Copy the records below word for word, from the line containing "dark blue necktie." through the line containing "[464, 1178]", including both of those lines.

-- start --

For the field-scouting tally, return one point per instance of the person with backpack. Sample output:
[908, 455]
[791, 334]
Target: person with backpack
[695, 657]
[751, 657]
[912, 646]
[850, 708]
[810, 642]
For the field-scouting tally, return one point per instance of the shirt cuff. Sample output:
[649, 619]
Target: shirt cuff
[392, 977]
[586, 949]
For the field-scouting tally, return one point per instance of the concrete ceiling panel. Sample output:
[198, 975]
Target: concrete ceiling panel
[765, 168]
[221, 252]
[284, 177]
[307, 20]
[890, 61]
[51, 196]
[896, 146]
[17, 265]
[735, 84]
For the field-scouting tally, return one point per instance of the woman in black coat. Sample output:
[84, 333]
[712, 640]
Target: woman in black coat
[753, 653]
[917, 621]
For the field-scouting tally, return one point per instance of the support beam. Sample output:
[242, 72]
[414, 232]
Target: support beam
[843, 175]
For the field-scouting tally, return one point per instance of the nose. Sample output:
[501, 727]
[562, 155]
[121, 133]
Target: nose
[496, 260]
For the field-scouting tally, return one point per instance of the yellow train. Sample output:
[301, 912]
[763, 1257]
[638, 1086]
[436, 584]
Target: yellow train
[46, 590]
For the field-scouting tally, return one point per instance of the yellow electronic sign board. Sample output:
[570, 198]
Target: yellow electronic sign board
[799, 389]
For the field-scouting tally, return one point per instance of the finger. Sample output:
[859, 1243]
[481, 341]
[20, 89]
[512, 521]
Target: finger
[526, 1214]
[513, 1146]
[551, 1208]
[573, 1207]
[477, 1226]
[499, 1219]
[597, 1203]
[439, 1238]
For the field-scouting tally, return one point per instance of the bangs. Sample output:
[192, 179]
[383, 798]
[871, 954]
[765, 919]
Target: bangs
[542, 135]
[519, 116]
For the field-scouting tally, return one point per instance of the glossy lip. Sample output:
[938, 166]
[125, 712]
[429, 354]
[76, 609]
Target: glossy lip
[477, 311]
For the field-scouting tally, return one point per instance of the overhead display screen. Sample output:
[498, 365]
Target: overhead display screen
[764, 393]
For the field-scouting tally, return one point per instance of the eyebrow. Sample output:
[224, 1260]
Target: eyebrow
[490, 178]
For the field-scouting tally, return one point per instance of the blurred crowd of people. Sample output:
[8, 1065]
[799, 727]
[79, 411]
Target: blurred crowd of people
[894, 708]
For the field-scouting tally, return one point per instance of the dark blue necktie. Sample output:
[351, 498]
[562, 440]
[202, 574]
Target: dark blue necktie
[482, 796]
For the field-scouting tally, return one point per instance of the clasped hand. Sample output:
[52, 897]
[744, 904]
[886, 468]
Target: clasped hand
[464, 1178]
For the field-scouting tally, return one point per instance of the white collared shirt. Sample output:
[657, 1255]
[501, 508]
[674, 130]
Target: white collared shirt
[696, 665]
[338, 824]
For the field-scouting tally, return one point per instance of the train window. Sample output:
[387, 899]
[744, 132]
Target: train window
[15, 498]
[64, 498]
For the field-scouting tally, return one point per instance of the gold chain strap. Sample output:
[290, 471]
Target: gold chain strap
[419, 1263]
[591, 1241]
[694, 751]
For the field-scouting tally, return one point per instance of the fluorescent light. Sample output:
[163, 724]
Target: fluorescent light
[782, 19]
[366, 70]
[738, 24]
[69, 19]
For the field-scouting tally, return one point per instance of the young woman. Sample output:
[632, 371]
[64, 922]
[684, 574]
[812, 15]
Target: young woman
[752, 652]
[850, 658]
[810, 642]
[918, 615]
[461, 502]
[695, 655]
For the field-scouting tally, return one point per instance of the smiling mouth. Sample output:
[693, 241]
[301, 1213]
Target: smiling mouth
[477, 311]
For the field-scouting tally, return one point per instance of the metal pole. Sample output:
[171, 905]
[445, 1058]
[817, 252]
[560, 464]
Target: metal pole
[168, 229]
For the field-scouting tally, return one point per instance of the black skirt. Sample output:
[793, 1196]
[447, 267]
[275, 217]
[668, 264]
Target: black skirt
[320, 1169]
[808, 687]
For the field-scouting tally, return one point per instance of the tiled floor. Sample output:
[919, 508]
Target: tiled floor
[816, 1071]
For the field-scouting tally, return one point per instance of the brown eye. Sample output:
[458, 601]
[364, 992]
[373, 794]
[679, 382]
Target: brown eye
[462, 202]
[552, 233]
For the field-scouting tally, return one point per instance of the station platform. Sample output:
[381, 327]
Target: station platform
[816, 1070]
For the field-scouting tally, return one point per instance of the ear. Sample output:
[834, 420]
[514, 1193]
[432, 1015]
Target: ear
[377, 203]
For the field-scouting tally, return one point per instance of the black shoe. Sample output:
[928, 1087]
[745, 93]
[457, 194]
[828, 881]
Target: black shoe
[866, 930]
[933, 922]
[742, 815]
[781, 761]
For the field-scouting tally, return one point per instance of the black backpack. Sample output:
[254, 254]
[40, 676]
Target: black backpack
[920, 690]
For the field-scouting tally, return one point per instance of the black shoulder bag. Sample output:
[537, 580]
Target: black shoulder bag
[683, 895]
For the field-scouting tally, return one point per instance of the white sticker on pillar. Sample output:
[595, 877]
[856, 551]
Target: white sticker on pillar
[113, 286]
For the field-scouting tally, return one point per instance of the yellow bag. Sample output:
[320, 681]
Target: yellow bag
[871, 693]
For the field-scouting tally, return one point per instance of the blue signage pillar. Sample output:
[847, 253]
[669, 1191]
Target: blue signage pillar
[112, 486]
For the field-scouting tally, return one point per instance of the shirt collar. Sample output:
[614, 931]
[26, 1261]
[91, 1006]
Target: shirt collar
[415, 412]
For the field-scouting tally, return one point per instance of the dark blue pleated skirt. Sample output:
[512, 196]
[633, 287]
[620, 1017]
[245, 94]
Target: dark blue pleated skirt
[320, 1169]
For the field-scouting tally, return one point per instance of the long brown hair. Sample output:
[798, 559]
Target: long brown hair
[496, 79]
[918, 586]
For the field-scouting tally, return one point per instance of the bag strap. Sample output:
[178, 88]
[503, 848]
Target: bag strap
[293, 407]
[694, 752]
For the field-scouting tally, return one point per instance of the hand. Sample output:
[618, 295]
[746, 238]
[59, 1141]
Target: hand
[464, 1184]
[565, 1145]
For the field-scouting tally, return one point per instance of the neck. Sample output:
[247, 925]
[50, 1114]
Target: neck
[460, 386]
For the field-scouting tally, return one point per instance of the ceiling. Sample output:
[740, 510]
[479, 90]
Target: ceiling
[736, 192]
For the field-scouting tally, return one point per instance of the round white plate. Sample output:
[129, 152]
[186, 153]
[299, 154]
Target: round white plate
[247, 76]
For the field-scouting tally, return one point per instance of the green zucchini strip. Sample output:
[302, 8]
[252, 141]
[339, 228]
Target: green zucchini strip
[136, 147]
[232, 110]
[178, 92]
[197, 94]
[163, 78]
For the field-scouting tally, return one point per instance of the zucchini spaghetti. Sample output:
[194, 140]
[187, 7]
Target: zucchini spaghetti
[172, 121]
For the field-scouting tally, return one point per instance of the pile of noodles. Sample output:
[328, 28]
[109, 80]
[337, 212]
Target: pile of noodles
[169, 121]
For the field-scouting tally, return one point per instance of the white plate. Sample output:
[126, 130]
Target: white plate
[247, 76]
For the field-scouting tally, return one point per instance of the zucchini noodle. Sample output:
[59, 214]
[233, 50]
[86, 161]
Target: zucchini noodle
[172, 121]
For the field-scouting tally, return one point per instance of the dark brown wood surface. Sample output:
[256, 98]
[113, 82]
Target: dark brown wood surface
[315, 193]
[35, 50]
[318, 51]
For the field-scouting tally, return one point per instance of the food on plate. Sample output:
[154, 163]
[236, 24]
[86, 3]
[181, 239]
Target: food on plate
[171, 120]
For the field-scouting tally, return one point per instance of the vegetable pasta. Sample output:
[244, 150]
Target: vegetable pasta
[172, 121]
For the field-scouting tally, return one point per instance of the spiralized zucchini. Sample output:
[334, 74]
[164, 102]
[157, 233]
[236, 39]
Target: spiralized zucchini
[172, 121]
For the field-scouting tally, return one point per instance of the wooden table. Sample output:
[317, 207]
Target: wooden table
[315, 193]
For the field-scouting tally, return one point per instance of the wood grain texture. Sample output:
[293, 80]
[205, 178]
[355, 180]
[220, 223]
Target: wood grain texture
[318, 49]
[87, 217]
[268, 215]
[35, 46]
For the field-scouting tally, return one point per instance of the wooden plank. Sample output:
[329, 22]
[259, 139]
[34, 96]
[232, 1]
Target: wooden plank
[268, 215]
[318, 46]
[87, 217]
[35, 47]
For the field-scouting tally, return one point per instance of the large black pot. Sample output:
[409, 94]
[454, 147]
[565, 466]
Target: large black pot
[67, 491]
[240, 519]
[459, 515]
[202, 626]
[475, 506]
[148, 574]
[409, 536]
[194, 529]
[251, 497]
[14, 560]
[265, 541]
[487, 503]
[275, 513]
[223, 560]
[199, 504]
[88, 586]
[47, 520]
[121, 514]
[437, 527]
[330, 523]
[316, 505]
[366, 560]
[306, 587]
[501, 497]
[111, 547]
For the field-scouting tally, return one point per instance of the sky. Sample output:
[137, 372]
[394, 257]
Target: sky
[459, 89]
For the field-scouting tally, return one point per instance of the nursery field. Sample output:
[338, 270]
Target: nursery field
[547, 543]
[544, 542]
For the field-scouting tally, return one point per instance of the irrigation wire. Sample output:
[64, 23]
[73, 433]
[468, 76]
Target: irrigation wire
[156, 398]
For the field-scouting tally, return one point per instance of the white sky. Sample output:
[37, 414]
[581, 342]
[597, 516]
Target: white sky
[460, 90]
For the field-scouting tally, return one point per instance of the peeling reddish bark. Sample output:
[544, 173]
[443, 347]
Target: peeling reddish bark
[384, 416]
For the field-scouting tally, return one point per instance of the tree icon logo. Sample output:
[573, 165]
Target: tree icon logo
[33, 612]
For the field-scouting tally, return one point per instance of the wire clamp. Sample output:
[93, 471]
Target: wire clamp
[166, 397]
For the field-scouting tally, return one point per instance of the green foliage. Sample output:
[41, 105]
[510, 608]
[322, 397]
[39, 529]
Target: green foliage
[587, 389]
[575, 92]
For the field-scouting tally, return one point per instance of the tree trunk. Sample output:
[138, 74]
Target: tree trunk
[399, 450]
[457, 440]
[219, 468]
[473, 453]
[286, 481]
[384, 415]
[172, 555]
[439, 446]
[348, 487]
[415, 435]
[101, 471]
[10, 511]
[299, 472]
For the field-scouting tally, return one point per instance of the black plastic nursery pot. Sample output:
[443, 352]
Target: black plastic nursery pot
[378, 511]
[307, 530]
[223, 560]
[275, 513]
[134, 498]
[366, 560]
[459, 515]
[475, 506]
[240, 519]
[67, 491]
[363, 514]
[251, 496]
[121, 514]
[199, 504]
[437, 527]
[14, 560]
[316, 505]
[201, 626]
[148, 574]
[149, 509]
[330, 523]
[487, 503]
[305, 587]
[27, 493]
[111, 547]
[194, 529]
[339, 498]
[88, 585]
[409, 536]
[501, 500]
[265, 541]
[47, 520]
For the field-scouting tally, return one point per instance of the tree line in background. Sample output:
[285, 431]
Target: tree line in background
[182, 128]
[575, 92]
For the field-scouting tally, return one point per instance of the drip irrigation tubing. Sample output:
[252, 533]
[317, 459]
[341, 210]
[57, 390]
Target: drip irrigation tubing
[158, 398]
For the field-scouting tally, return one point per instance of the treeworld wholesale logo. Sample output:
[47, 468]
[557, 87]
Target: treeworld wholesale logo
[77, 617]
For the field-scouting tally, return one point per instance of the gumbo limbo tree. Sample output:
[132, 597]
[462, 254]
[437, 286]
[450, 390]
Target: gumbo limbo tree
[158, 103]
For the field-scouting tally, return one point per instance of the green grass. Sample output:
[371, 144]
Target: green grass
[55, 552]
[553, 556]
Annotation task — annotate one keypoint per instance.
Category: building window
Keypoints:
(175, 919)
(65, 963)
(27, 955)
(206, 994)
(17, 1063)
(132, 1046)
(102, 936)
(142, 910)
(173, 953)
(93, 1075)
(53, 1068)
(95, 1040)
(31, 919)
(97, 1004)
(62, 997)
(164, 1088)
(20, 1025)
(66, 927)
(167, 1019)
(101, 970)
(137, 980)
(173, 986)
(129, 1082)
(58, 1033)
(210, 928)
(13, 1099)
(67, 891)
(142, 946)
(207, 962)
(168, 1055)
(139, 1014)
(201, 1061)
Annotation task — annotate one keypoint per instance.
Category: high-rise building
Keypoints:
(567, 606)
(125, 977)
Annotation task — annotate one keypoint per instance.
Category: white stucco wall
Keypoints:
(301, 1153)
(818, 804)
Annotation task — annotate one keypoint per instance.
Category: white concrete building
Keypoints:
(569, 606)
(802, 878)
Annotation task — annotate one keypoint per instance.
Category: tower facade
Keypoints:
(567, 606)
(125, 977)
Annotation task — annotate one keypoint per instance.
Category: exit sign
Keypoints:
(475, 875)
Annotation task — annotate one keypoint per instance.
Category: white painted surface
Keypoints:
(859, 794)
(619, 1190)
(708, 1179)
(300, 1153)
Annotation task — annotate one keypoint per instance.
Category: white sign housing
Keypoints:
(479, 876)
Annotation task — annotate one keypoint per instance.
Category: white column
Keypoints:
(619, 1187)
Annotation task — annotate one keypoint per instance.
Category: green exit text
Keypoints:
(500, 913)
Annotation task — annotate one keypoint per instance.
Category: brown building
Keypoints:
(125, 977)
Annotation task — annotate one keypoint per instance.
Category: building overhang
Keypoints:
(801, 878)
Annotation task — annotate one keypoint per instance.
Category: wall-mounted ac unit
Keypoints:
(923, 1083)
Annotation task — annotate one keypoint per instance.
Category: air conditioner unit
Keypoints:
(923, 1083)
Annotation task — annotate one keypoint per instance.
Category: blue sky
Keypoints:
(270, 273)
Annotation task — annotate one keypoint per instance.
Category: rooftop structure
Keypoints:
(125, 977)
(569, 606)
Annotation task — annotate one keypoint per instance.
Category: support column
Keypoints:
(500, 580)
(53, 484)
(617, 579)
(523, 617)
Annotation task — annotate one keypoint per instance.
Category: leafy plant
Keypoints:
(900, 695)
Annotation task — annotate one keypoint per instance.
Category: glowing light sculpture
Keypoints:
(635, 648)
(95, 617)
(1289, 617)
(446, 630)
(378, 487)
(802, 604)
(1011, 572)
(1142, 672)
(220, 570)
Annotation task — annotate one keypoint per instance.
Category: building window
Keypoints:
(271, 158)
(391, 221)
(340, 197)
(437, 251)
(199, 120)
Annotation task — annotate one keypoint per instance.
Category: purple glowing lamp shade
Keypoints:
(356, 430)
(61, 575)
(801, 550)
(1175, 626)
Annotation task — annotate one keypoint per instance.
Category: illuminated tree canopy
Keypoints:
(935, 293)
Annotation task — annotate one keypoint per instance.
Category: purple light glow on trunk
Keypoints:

-- end --

• FULL OUTPUT:
For the field-scouting tally, return one point per instance of the dark blue necktie. Sample output:
[351, 498]
[562, 440]
[202, 574]
Target: dark blue necktie
[482, 796]
For the field-scouting tally, return one point per instance of the clasped hand. Sample output:
[52, 897]
[744, 904]
[886, 468]
Target: clasped hand
[464, 1178]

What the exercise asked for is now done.